Extract:
ATTACK: "Liberals oppose Citizens United because the campaign money is going to their opponents."
RESPONSE:
- This isn't about party or ideology. It's about too much money spent in political campaigns today, with nobody knowing where it comes from or how it's being spent to throw an election.
- When big corporations raking in billions can spend unlimited amounts of this money getting politicians to work for them, ordinary Americans lose, no matter where they stand on the issues.
- Almost all Americans -- including more than half of Republicans and three-quarters of Independents -- agree it's time to put reasonable limits on campaign contributions and spending.
QUOTES TO REMEMBER
"I have lots of money, and can give it legally now. Just never to Democrats."
--Harold Simmons, Texas billionaire and top donor to the GOP
"Public disclosure of campaign contributions and spending should be expedited so voters can judge for themselves what is appropriate."
--Mitch McConnell, the Senate Republican Leader, in 1997
"When campaigns spend the kind of money they're now spending...I think that's wrong... These kinds of associations between money and politics in my view are wrong. And for that reason I would like have campaign spending limits."
--Mitt Romney, in 1994
WHAT YOU NEED TO KNOW
- Two-thirds of all voters and three-quarters of independents say that big donors and secret money undermine our democracy, and three-fourths want common-sense limits on the money that people can contribute to political campaigns because there is too much money in politics.
- In the 2010 Citizens United case, the Supreme Court decided 5-4 to give corporations the power to spend unlimited money buying our elections -- and loopholes in the current system allow them to do it in secret and without any accountability to the public.

Do this:
Repeat word for word the part of the Citizens United text that begins at "- When big corporations" and stops after "on the issues.".

Supplied information:
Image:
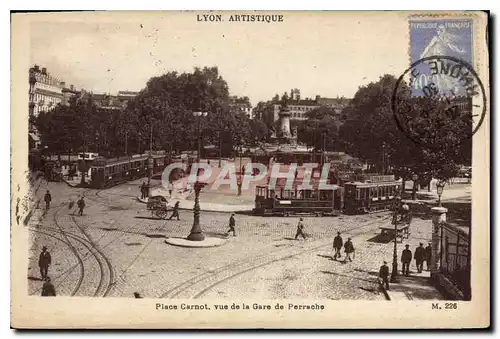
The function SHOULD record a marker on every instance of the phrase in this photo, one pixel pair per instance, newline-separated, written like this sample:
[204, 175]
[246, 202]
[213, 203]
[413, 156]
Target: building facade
[300, 107]
[117, 102]
[45, 91]
[240, 105]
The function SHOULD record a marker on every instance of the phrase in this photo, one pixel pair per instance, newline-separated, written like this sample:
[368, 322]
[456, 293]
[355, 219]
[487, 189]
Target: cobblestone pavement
[116, 249]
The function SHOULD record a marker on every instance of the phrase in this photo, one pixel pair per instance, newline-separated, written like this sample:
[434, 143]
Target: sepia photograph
[250, 169]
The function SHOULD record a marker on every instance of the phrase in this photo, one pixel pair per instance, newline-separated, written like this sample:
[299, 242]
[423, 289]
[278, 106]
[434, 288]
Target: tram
[285, 202]
[110, 172]
[374, 194]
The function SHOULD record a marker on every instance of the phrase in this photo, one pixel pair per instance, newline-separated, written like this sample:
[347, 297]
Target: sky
[320, 53]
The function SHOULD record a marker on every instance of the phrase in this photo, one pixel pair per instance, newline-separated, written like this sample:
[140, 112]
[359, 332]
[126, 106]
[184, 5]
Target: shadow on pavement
[348, 276]
[148, 218]
[380, 239]
[217, 235]
[416, 287]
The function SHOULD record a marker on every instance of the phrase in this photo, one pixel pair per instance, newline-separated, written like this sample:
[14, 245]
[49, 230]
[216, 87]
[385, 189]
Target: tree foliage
[161, 114]
[372, 134]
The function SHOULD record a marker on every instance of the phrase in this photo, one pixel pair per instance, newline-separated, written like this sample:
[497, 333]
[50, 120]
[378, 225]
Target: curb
[384, 291]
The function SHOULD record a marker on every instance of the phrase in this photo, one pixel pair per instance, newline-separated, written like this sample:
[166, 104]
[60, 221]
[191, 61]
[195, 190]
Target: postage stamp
[441, 73]
[206, 170]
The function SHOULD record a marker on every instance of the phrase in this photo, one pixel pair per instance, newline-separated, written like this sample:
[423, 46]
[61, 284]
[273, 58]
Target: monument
[285, 137]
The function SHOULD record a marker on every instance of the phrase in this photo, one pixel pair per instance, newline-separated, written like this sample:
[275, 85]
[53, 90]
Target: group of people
[44, 262]
[421, 254]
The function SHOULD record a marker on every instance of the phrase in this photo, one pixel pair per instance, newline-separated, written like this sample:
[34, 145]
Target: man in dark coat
[337, 246]
[428, 256]
[232, 224]
[44, 261]
[48, 290]
[406, 260]
[420, 257]
[348, 249]
[47, 199]
[384, 275]
[175, 212]
[81, 205]
[300, 229]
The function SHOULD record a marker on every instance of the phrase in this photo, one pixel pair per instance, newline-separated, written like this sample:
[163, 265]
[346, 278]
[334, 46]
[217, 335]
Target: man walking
[48, 290]
[300, 229]
[428, 256]
[81, 205]
[232, 224]
[406, 260]
[337, 246]
[47, 199]
[420, 257]
[384, 275]
[143, 191]
[175, 212]
[44, 261]
[348, 249]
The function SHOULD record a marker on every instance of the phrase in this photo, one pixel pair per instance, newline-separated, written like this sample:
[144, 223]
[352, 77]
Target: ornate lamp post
[150, 158]
[414, 193]
[440, 188]
[394, 273]
[196, 232]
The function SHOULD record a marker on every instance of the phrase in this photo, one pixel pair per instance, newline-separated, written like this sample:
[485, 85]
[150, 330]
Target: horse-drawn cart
[158, 205]
[401, 230]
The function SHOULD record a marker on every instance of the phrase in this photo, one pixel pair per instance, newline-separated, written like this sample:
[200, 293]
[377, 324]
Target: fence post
[438, 218]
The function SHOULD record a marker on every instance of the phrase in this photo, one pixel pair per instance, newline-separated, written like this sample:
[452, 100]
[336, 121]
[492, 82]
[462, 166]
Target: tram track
[199, 285]
[69, 271]
[89, 257]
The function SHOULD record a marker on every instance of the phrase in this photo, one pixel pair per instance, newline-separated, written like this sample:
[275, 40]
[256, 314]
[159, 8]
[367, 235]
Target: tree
[320, 129]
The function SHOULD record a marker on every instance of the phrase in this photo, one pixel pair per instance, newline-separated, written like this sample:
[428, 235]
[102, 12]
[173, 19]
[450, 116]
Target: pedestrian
[44, 261]
[337, 246]
[348, 249]
[384, 275]
[406, 260]
[420, 257]
[300, 229]
[175, 212]
[232, 224]
[48, 290]
[81, 205]
[170, 189]
[428, 256]
[48, 199]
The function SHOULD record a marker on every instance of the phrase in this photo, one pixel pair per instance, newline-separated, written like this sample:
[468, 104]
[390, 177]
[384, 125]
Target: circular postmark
[439, 102]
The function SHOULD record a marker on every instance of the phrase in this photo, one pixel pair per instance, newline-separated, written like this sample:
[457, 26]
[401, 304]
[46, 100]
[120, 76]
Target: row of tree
[162, 114]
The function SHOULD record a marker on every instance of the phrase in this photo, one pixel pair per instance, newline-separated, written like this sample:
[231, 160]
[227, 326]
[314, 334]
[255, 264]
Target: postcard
[250, 169]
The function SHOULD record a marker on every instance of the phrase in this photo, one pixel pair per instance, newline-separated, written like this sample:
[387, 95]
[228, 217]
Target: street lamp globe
[440, 187]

Written solution:
- When big corporations raking in billions can spend unlimited amounts of this money getting politicians to work for them, ordinary Americans lose, no matter where they stand on the issues.